[Stored records]
* * * * * * *
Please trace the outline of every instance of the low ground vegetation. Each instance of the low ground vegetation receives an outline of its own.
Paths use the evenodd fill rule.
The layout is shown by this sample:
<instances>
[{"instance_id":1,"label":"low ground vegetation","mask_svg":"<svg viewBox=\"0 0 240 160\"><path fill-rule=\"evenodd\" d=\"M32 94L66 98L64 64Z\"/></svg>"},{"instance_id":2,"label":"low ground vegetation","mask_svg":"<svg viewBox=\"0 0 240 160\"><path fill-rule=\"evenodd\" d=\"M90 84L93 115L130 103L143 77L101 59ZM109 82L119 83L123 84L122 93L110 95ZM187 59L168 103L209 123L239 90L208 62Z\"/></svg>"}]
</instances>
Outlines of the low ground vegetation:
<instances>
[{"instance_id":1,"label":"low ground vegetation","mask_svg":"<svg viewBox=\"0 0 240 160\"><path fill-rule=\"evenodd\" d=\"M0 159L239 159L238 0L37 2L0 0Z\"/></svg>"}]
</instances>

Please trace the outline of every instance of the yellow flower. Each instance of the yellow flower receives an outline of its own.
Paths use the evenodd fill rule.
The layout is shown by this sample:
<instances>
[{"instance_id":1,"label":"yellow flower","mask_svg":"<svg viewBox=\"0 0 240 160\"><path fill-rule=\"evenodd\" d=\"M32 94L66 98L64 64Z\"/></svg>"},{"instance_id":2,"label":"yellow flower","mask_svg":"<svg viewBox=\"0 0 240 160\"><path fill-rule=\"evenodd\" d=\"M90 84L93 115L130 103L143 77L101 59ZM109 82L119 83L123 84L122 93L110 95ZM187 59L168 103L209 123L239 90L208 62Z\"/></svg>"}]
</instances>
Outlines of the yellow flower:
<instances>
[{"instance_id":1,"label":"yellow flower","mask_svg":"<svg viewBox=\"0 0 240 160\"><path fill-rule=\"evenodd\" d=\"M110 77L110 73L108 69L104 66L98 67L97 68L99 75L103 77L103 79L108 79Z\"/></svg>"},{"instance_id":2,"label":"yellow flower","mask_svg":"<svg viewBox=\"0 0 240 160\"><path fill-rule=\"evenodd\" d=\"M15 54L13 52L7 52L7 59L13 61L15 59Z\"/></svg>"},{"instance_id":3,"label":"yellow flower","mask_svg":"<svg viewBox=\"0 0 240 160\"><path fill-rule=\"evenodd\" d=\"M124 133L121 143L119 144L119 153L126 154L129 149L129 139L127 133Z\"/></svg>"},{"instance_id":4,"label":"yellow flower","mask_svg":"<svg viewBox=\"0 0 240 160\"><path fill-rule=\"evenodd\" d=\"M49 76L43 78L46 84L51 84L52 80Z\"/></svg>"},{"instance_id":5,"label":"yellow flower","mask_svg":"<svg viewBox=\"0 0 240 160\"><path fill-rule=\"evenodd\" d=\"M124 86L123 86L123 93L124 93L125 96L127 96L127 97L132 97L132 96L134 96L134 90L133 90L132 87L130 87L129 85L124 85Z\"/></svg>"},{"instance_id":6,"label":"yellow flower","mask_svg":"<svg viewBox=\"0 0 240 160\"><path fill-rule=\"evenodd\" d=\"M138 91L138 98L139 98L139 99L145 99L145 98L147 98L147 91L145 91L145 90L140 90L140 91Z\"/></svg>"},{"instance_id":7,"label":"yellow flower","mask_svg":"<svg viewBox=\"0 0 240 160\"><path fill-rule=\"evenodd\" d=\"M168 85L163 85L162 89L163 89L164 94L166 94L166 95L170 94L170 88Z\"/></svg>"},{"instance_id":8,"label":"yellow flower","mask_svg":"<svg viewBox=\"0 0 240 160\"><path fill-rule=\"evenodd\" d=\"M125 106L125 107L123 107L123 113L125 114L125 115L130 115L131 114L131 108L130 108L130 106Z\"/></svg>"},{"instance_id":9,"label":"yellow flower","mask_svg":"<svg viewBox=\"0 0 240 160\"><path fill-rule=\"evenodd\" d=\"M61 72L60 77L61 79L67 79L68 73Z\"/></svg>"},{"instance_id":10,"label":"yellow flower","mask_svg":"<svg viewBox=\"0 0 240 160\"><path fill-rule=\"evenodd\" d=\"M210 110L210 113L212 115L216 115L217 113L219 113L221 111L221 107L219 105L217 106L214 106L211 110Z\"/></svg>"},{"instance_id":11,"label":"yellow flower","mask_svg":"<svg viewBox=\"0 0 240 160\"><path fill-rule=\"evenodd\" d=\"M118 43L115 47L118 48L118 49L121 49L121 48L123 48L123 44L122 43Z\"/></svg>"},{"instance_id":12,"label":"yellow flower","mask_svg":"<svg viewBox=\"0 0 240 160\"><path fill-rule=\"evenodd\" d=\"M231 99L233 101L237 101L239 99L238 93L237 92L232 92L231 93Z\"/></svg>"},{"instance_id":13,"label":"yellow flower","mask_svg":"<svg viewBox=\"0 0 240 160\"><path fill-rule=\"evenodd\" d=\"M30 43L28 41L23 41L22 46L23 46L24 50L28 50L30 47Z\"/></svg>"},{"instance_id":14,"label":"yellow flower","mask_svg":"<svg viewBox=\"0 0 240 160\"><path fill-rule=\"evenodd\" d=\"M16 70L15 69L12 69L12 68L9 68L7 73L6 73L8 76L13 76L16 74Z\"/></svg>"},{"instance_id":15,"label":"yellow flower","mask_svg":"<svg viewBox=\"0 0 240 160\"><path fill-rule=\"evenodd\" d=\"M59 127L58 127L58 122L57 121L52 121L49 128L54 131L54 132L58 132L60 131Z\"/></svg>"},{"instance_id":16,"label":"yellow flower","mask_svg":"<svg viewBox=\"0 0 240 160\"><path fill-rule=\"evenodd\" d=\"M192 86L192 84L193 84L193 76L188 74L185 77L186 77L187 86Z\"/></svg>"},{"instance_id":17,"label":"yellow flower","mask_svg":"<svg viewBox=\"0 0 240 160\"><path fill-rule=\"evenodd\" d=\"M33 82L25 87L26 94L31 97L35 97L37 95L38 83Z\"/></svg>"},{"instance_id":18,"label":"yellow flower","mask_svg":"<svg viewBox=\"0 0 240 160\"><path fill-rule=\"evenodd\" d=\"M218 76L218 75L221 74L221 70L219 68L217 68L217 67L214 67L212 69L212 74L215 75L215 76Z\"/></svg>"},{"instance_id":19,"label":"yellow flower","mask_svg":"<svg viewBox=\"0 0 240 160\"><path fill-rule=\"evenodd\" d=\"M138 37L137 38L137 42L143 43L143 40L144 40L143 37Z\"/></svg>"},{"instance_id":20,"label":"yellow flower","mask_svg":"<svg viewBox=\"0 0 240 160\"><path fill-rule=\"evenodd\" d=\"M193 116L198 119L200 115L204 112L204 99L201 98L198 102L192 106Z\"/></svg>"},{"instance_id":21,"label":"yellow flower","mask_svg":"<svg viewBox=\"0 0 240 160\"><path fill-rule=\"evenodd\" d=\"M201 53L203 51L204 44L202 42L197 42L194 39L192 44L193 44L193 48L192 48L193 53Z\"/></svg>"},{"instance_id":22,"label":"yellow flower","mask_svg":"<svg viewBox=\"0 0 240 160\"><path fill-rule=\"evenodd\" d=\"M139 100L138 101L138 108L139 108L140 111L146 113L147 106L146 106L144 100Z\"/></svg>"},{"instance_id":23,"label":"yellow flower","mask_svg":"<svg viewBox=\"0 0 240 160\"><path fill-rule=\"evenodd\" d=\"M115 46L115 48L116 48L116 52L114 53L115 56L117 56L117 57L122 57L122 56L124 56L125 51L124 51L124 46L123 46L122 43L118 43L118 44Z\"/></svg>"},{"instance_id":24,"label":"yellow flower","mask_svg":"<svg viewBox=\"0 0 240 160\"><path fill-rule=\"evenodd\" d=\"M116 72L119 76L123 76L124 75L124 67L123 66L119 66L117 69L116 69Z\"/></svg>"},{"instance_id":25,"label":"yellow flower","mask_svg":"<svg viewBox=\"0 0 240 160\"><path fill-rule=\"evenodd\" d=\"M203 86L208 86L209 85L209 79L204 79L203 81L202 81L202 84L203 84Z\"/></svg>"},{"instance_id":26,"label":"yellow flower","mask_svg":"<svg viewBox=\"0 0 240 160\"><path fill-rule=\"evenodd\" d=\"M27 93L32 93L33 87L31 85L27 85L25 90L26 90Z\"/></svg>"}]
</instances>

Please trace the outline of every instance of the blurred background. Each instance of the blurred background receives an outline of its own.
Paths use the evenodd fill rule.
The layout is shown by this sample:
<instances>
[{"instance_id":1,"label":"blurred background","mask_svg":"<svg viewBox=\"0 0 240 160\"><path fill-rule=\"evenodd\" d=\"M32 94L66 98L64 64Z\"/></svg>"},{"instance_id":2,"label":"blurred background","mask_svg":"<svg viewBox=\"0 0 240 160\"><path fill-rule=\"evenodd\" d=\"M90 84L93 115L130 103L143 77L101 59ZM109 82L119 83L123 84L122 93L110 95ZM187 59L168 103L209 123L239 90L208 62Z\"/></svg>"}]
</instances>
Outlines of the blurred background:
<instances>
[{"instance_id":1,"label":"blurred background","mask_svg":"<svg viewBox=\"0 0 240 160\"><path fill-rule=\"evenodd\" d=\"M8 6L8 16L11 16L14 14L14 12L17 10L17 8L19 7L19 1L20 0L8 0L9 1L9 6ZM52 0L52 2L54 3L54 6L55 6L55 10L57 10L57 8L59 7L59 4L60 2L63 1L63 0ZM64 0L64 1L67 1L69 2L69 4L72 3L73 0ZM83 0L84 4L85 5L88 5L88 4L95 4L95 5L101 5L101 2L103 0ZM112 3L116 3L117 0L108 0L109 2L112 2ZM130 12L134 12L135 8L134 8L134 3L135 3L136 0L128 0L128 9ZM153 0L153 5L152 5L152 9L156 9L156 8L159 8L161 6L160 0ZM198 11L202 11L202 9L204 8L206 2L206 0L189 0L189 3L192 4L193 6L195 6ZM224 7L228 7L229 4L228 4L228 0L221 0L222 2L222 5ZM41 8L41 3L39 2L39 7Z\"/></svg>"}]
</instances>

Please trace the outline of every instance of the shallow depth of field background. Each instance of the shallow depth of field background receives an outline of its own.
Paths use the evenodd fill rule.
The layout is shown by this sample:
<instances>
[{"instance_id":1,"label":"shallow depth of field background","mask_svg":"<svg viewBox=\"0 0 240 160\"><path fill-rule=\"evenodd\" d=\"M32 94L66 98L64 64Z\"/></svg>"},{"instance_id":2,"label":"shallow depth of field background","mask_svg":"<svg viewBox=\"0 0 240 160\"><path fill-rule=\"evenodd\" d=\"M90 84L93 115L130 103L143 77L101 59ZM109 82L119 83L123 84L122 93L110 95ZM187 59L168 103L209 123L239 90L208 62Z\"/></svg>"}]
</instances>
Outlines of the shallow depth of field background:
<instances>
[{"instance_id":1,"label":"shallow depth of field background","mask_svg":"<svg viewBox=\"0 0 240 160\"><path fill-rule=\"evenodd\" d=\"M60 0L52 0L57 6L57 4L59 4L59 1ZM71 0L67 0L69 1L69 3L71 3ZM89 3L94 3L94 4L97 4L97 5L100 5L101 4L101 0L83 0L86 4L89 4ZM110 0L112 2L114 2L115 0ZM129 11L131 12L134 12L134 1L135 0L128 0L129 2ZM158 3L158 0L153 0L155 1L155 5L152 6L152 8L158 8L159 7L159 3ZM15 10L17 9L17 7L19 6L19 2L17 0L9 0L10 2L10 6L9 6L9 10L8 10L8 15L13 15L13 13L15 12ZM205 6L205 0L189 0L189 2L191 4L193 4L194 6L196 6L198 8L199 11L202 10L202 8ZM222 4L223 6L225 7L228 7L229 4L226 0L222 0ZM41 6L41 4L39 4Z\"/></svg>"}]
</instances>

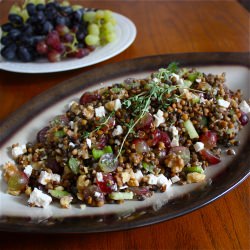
* * * * * * *
* TASK TO COMPLETE
The answer must consist of every line in the records above that contains the word "Please".

* RESPONSE AREA
Please trace the outline of every instance of the low ground vegetation. Each instance of the low ground vegetation receives an outline of its own.
Please trace the outline of every instance of the yellow flower. Each instance of the yellow flower receives an outline of its own.
Please trace the outline of every instance of the blurred background. Each instance of the blurred background receives an outline of its own.
Please trace the outline of every instance of the shallow depth of field background. Each instance of the shallow depth of field background receives an outline of its own.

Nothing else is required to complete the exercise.